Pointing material
--

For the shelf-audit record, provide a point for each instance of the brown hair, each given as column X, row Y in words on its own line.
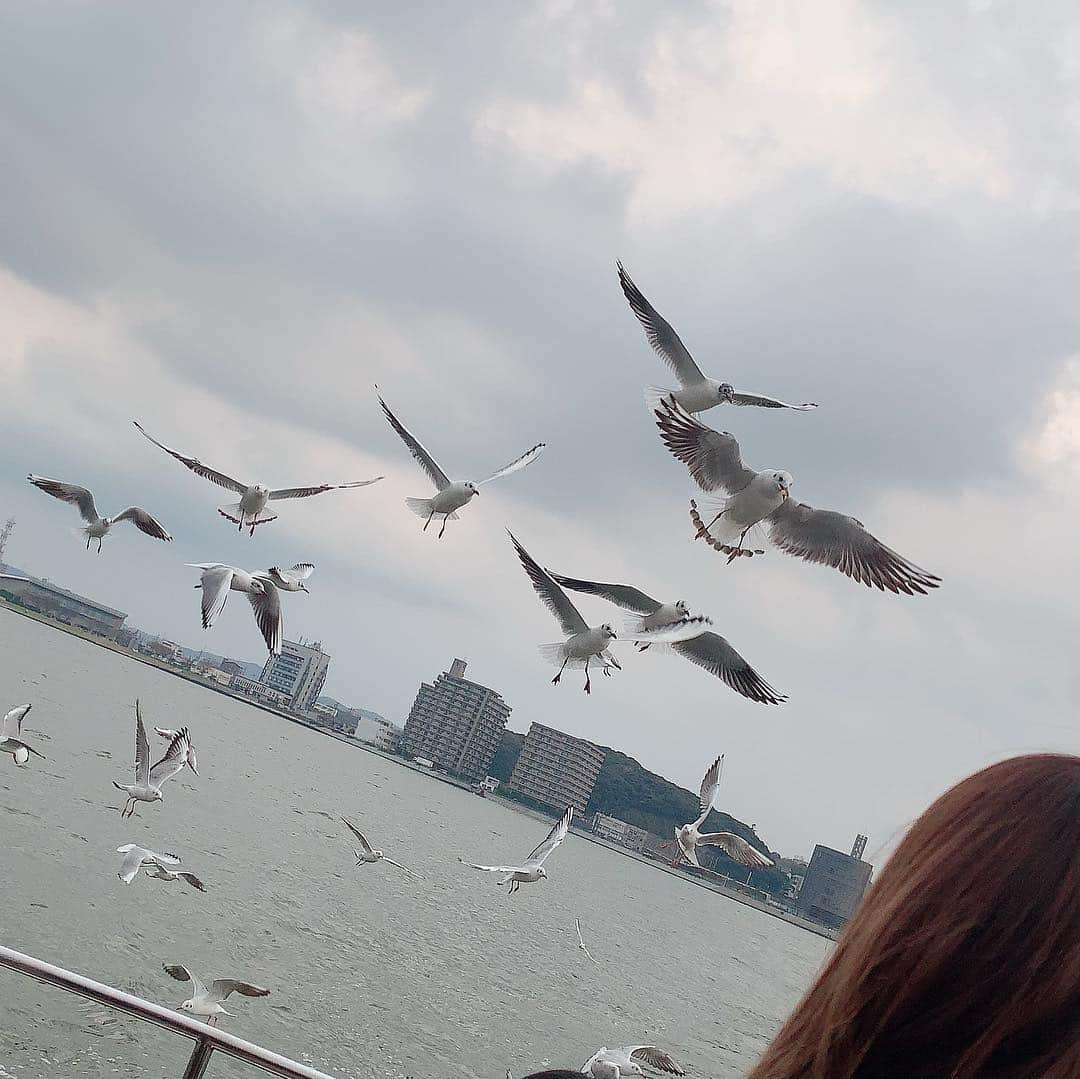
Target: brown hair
column 963, row 959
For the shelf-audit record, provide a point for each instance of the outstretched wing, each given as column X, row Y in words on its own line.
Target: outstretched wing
column 663, row 339
column 322, row 488
column 68, row 493
column 430, row 466
column 144, row 522
column 737, row 848
column 192, row 462
column 552, row 596
column 713, row 653
column 622, row 595
column 835, row 539
column 516, row 466
column 556, row 835
column 712, row 457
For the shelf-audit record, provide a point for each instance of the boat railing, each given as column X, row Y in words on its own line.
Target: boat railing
column 207, row 1039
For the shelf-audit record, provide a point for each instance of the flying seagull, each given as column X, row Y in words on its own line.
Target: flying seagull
column 253, row 508
column 688, row 838
column 157, row 865
column 11, row 736
column 707, row 649
column 613, row 1063
column 97, row 527
column 368, row 855
column 697, row 392
column 585, row 644
column 205, row 1001
column 531, row 870
column 148, row 780
column 450, row 495
column 753, row 498
column 216, row 582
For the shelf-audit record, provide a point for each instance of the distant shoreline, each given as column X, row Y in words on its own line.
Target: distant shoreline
column 441, row 777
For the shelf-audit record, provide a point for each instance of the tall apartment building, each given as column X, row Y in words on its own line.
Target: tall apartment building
column 556, row 769
column 456, row 724
column 299, row 672
column 834, row 884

--

## Objective:
Can you write out all the material again, switching each "shelf-audit" to "dock-survey" and keeping everything else the same? Leave the pictures out.

## Result of this exercise:
For the dock-survey record, provide a point for each instance of the brown hair, each given as column X, row Y in words on its own line.
Target: brown hair
column 963, row 959
For the dock-survey record, provide a point for each instance of the outstretched wing, each given as column X, row Y in words on its own line.
Target: outstretched wing
column 663, row 339
column 322, row 488
column 68, row 493
column 430, row 466
column 144, row 522
column 737, row 848
column 192, row 462
column 552, row 596
column 713, row 653
column 622, row 595
column 835, row 539
column 516, row 466
column 556, row 835
column 712, row 457
For the dock-survey record, provide a point for each instance of the boat railing, each given as column X, row Y in words on its own line.
Target: boat railing
column 207, row 1039
For the dock-survey record, provide a point for each instance of the flying seagull, each given as column X, row Y in words on its own line.
Target: flying seagull
column 253, row 508
column 688, row 838
column 157, row 865
column 11, row 736
column 707, row 649
column 613, row 1063
column 97, row 527
column 368, row 855
column 697, row 392
column 585, row 644
column 205, row 1001
column 531, row 870
column 148, row 780
column 450, row 495
column 753, row 498
column 216, row 582
For the dock-survey record, provide a point for each instance of the distant shoreline, each given as column X, row Y in words on its own line.
Target: distant shoreline
column 441, row 777
For the dock-survey record, provide a point for each instance of the tall apartment building, each given as column X, row Y in words on its own line.
Target: tall apartment building
column 556, row 769
column 456, row 724
column 299, row 672
column 834, row 884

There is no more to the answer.